**Directions:** Reproduce the listing below exactly, from its first line down to and including the line with "box: [2, 386, 38, 421]".
Provided data Start Marker
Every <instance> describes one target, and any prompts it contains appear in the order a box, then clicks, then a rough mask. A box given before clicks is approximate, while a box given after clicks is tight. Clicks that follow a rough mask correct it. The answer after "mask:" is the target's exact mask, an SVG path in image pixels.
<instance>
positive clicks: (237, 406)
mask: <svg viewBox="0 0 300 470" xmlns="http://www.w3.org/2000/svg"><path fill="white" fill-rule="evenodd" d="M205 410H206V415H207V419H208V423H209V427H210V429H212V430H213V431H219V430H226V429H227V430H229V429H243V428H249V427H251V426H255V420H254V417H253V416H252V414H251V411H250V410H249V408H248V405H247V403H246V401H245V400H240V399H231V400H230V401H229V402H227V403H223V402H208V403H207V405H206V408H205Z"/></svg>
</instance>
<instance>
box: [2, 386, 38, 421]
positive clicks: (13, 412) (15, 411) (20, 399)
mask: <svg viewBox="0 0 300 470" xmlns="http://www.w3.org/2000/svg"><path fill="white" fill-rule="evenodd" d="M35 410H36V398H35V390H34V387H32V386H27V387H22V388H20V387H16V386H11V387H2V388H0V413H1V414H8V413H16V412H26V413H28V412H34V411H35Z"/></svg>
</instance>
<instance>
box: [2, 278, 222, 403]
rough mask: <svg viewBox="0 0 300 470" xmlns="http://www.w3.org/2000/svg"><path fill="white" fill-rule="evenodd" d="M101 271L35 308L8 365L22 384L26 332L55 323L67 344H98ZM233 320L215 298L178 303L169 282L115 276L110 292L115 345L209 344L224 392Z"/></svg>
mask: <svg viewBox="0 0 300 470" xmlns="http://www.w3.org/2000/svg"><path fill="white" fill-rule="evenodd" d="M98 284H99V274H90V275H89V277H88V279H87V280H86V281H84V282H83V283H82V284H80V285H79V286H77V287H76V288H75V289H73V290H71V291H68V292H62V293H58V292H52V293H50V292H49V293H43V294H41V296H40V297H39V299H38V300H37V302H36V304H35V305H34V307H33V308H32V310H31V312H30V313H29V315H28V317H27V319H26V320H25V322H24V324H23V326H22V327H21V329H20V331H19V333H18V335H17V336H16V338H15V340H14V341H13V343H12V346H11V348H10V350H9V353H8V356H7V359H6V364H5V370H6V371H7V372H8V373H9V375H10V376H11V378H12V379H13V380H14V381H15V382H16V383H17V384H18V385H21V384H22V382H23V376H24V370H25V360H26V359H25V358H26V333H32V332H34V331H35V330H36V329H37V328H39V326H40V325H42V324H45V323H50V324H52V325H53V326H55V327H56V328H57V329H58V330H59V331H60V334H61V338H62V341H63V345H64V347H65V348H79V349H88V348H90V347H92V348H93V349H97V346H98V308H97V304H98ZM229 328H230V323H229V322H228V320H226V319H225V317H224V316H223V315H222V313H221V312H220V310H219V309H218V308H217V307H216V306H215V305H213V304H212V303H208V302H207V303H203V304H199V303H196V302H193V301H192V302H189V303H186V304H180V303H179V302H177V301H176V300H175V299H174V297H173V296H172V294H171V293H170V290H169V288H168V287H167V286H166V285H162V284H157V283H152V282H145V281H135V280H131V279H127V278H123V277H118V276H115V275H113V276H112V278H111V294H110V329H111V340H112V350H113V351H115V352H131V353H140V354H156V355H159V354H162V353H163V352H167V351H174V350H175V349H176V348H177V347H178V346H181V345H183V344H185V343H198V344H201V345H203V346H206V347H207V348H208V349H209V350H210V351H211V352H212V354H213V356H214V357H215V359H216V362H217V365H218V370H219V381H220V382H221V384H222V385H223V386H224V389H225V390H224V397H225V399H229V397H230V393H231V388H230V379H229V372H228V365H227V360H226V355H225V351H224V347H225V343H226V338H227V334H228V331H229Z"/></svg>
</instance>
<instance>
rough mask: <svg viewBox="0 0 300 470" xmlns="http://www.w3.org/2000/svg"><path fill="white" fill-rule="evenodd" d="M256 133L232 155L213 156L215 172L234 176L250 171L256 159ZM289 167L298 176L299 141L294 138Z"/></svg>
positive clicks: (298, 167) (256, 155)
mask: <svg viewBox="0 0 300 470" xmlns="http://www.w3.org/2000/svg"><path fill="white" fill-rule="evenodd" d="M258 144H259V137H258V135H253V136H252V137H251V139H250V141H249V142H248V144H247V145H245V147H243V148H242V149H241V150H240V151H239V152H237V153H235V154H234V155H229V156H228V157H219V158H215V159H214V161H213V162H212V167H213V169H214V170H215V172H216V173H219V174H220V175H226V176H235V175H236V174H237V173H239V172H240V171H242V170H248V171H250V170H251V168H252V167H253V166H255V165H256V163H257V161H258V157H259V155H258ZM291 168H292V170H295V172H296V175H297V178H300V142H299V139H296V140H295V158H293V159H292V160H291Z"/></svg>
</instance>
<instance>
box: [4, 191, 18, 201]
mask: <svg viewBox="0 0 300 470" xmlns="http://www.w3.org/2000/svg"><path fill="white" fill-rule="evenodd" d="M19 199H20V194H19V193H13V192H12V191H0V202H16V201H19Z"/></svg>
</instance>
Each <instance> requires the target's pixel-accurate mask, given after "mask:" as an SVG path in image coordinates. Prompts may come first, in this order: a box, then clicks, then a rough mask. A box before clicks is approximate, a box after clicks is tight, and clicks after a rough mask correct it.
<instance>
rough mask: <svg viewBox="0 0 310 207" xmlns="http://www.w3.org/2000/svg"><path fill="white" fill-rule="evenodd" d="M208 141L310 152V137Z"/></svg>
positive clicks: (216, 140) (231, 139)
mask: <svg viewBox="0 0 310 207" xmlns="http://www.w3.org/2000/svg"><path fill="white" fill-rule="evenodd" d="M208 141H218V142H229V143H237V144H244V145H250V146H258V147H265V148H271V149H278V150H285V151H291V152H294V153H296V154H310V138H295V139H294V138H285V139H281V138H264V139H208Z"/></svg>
Provided data End Marker
**Exercise solution:**
Every <instance> describes one target, and any prompts it contains appear in the order a box, then clicks, then a rough mask. A box given before clicks is approximate, while a box given after clicks is tight. Clicks that follow a rough mask correct it. The answer after "mask:" is the target's exact mask, an SVG path in image pixels.
<instance>
positive clicks: (237, 406)
mask: <svg viewBox="0 0 300 470" xmlns="http://www.w3.org/2000/svg"><path fill="white" fill-rule="evenodd" d="M205 410H206V415H207V419H208V423H209V427H210V429H212V430H213V431H219V430H226V429H227V430H229V429H243V428H249V427H251V426H255V420H254V417H253V416H252V414H251V411H250V410H249V408H248V405H247V403H246V401H245V400H240V399H231V400H230V401H229V402H227V403H223V402H208V403H207V405H206V408H205Z"/></svg>
</instance>
<instance>
box: [2, 386, 38, 421]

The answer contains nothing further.